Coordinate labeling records
┄┄┄┄┄┄
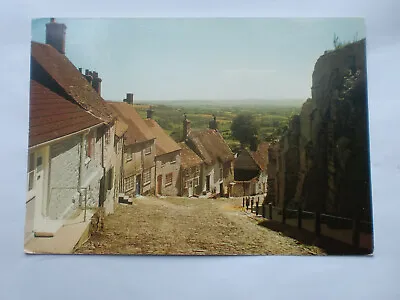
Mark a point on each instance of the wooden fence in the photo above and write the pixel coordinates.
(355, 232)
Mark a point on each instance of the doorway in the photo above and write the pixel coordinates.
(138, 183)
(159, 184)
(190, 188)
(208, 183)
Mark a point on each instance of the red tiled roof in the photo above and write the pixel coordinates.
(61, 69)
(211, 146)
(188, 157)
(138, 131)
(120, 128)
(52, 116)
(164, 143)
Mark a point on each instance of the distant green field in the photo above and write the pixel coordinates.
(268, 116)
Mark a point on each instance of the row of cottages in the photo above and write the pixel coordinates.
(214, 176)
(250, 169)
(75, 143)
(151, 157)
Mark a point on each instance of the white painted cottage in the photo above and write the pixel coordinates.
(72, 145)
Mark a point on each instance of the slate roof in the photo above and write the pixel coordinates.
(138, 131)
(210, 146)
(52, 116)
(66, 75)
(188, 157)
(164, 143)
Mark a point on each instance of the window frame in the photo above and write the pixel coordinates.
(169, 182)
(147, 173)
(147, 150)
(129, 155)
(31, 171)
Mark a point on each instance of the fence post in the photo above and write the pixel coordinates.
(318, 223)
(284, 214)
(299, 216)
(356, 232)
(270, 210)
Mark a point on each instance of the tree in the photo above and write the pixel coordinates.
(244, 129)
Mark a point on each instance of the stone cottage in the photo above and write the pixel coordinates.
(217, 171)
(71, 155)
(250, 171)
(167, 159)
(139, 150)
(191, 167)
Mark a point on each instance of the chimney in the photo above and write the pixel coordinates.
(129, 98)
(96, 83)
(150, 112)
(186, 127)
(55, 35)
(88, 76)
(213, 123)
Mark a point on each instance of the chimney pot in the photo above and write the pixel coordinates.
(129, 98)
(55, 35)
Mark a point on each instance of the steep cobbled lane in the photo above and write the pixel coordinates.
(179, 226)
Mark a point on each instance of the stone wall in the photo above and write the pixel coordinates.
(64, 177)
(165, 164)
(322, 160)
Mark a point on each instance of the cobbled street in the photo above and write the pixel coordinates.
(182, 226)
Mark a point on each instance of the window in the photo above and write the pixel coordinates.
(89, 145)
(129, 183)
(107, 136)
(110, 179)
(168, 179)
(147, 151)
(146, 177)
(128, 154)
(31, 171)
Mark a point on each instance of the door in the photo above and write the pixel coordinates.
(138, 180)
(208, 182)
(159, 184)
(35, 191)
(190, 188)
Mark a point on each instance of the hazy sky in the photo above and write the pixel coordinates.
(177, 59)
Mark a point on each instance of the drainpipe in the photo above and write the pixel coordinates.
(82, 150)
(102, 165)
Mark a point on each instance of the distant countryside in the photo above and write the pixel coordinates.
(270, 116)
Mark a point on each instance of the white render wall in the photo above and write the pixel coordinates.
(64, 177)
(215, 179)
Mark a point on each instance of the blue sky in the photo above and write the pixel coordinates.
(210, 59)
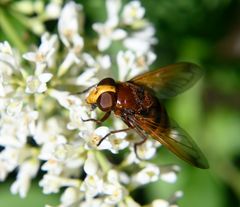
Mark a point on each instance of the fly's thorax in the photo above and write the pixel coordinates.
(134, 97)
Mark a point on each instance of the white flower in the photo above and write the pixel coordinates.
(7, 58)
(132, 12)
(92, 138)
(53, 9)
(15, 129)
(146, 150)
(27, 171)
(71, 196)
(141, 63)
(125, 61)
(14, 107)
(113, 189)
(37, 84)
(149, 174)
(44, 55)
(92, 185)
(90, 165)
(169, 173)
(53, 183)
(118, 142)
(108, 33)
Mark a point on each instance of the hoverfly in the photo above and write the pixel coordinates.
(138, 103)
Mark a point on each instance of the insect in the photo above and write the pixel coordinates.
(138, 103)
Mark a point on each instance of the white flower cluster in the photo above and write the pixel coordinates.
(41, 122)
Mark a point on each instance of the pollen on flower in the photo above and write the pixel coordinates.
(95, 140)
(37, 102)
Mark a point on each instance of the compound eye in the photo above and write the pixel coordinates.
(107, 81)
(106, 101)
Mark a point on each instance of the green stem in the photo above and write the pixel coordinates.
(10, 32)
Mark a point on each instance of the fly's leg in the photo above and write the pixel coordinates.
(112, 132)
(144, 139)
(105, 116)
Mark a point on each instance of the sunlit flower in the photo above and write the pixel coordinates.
┄┄┄┄┄┄
TO BE DONE: Retype the records from the line containing "Mark a point on each instance of the white flower in" through their end, changing nothing.

WRITTEN RESPONSE:
Mark a point on each instance of the white flower in the photo above and write the pixel coordinates.
(7, 58)
(132, 12)
(92, 138)
(53, 9)
(15, 129)
(146, 150)
(27, 171)
(71, 196)
(141, 63)
(125, 61)
(14, 107)
(113, 189)
(37, 84)
(149, 174)
(44, 55)
(92, 185)
(90, 165)
(169, 173)
(53, 183)
(118, 142)
(108, 33)
Mark a point on each instance of the hoverfly in the photo above and write the pixel coordinates.
(138, 103)
Mark a point on each instance of the insect in the photo above and write the pixel coordinates.
(138, 103)
Mark a point on each instance of the white flower cluster in the photo above and write the pixel coordinates.
(41, 122)
Mark a point on each instance of the pollen on flower in the photo above and write the pixel coordinates.
(95, 140)
(37, 102)
Mark a point on each instance of the compound eye in the photo above and write the pixel coordinates.
(107, 81)
(106, 101)
Mark a point on each instance of the green stem in the photo above and write the pixel coordinates.
(10, 32)
Mark a point on each instance of the fly's leg in the photo above and write the pixel coordinates.
(112, 132)
(144, 139)
(105, 116)
Mark a point on each instance of the sunlit flower in the photo above and write the pixel coordinates.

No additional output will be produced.